- SELECTED TEXT

GRPO questions #2608

natolambert · 2025-01-22T23:00:49Z

Hey friends! I have some questions on the GRPO implementation, happy to discuss.

It looks like you apply the KL distance in the advantages, while the DeepSeekMath paper says “Also note that, instead of adding KLpenalty in the reward, GRPO regularizes by directly adding the KL divergence between the trained policy and the reference policy to the loss, avoiding complicating the calculation of 𝐴ˆ”
Did any thought go into making this a sum of loss and not mean? We aren’t sure

trl/trl/trainer/grpo_trainer.py

Line 286 in fe4b5ef

loss = ((per_token_loss * completion_mask).sum(dim=1) / completion_mask.sum(dim=1)).mean()
I didn’t see the PPO clipping logic in policy gradient loss, coming soon?

qgallouedec · 2025-01-23T13:12:37Z

It looks like you apply the KL distance in the advantages, while the DeepSeekMath paper says “Also note that, instead of adding KLpenalty in the reward, GRPO regularizes by directly adding the KL divergence between the trained policy and the reference policy to the loss, avoiding complicating the calculation of 𝐴ˆ”

Here's how I understand it:
In PPO, the KL div is subtracted from the reward (adding KL penalty in the reward)

trl/trl/trainer/ppo_trainer.py

Lines 509 to 515 in 949db23

    
           # 4. compute rewards 
        
           kl = logprobs - ref_logprobs 
        
           non_score_reward = -args.kl_coef * kl 
        
           rewards = non_score_reward.clone() 
        
           actual_start = torch.arange(rewards.size(0), device=rewards.device) 
        
           actual_end = torch.where(sequence_lengths_p1 < rewards.size(1), sequence_lengths_p1, sequence_lengths) 
        
           rewards[[actual_start, actual_end]] += scores

Here, in GRPO, the advantage is computed without the KL term. It's just the output of the reward function, normalised per group:

trl/trl/trainer/grpo_trainer.py

Lines 274 to 281 in 949db23

    
           # Compute grouped-wise rewards 
        
           mean_grouped_rewards = rewards.view(-1, self.num_generations).mean(dim=1) 
        
           std_grouped_rewards = rewards.view(-1, self.num_generations).std(dim=1) 
        
           # Normalize the rewards to compute the advantages 
        
           mean_grouped_rewards = mean_grouped_rewards.repeat_interleave(self.num_generations, dim=0)

- DATA SECTION
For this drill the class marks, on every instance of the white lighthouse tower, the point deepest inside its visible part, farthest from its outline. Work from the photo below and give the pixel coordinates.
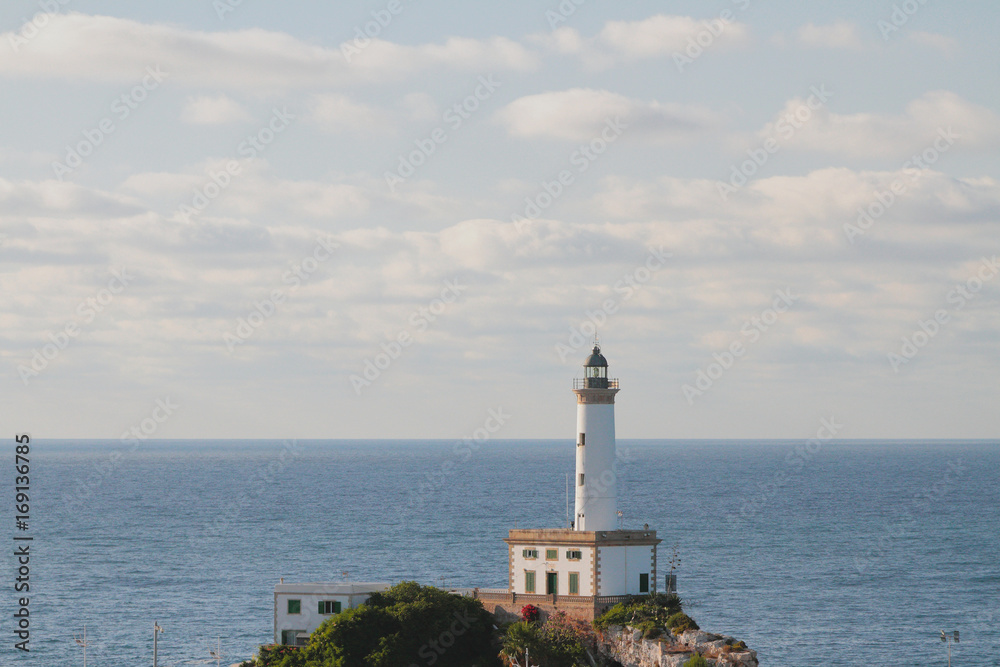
(596, 479)
(586, 568)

- REQUIRED TASKS
a) In the GRPO thread above, set down the passage from "non_score_reward = -args.kl_coef" up to and including "rewards.size(1), sequence_lengths_p1, sequence_lengths)" word for word.
b) Supply the next part of the GRPO implementation thread, picking up right after its last line.

- RESPONSES TO THE EXERCISE
a)
non_score_reward = -args.kl_coef * kl 
        
           rewards = non_score_reward.clone() 
        
           actual_start = torch.arange(rewards.size(0), device=rewards.device) 
        
           actual_end = torch.where(sequence_lengths_p1 < rewards.size(1), sequence_lengths_p1, sequence_lengths)

b)
        
           std_grouped_rewards = std_grouped_rewards.repeat_interleave(self.num_generations, dim=0) 
        
           advantages = (rewards - mean_grouped_rewards) / (std_grouped_rewards + 1e-4)

and later you subtract the KL term

trl/trl/trainer/grpo_trainer.py

Line 285 in 949db23

per_token_loss = -(advantages - self.beta * per_token_kl)

I don't know how complicated it would have been to integrate KL into the reward. It would probably look something like

# Subtract KL
rewards  = rewards - self.beta * per_token_kl  # <- THIS IS ADDED

# Compute grouped-wise rewards
mean_grouped_rewards = rewards.view(-1, self.num_generations).mean(dim=1)
std_grouped_rewards = rewards.view(-1, self.num_generations).std(dim=1)

# Normalize the rewards to compute the advantages
mean_grouped_rewards = mean_grouped_rewards.repeat_interleave(self.num_generations, dim=0)
std_grouped_rewards = std_grouped_rewards.repeat_interleave(self.num_generations, dim=0)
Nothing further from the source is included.